WHAT IS REQUIRED: Identify every line in the records below that holds the string "gear" and copy each one out. Case counts.

[Collection entries]
-- -- --
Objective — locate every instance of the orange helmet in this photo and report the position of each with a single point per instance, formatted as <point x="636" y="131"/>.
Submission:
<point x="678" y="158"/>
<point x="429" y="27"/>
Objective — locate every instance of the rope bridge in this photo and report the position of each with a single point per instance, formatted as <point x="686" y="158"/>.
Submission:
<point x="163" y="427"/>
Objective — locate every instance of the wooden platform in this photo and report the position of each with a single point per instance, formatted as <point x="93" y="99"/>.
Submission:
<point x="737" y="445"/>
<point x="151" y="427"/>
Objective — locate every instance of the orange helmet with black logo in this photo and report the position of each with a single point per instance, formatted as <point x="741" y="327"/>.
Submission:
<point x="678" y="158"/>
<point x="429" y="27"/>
-- -- --
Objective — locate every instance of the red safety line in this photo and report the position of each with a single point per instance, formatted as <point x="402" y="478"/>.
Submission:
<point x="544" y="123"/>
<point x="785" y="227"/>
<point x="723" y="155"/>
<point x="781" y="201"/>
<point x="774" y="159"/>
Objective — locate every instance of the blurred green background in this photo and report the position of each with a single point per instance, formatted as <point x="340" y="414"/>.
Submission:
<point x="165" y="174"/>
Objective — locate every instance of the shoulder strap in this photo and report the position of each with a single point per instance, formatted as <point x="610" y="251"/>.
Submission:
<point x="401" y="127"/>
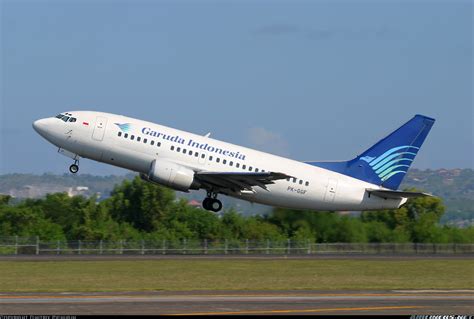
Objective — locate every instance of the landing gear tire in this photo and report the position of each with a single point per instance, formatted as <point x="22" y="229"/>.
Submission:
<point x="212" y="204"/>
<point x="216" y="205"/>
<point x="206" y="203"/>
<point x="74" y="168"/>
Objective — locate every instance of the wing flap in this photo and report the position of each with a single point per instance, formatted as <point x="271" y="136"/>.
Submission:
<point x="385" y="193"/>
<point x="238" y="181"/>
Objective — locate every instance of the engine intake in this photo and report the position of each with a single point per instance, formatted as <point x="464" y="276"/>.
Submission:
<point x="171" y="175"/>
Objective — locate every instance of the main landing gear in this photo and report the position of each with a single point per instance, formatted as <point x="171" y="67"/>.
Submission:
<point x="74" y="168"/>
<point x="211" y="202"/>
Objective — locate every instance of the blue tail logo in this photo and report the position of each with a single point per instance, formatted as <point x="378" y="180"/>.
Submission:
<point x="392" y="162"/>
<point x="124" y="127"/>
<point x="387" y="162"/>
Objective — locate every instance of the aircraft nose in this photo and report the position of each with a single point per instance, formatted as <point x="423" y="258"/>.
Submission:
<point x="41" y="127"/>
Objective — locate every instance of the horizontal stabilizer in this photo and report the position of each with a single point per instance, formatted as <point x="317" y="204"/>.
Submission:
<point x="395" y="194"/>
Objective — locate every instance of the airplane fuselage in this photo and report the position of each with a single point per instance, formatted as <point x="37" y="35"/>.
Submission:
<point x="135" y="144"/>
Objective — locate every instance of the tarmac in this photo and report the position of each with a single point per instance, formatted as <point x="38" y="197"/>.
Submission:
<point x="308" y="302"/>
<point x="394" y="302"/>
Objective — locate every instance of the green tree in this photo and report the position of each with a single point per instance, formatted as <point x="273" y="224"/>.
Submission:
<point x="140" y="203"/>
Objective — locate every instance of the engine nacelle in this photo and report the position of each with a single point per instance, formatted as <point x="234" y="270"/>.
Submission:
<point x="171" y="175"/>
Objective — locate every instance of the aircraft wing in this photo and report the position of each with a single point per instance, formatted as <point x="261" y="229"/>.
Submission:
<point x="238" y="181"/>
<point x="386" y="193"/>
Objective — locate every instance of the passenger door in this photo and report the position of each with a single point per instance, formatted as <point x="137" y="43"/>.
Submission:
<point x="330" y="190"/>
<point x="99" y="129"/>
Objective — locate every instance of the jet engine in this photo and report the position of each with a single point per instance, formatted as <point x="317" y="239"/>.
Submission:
-- -- --
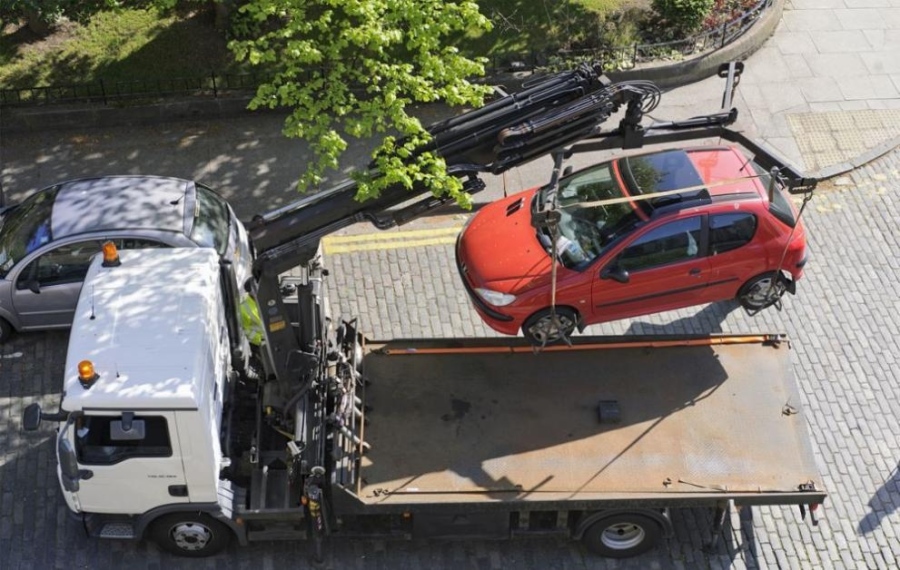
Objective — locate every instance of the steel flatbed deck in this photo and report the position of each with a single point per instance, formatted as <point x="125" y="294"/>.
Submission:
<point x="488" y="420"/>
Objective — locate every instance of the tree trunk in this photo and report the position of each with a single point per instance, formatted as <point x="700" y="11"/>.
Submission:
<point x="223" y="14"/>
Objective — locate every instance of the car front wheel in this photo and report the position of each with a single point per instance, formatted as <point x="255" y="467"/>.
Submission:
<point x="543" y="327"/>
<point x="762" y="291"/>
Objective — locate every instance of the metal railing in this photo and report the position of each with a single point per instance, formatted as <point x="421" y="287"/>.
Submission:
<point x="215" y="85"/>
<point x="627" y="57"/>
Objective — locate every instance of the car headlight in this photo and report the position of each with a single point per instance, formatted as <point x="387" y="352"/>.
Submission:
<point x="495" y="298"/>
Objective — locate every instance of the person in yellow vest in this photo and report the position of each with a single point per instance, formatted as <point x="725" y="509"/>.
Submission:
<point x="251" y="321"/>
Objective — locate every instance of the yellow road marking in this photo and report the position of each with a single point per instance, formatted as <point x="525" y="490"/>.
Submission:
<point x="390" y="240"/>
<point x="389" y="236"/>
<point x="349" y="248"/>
-- -- --
WRITTEN REPLY:
Objective — locate every instance of the landing gear tire in this photo and report the position of each with a single point per instance, formatted as <point x="22" y="229"/>.
Objective — locate every instance of the main landing gear in this photo and report the position of each with a single point per instance, formatted as <point x="171" y="67"/>.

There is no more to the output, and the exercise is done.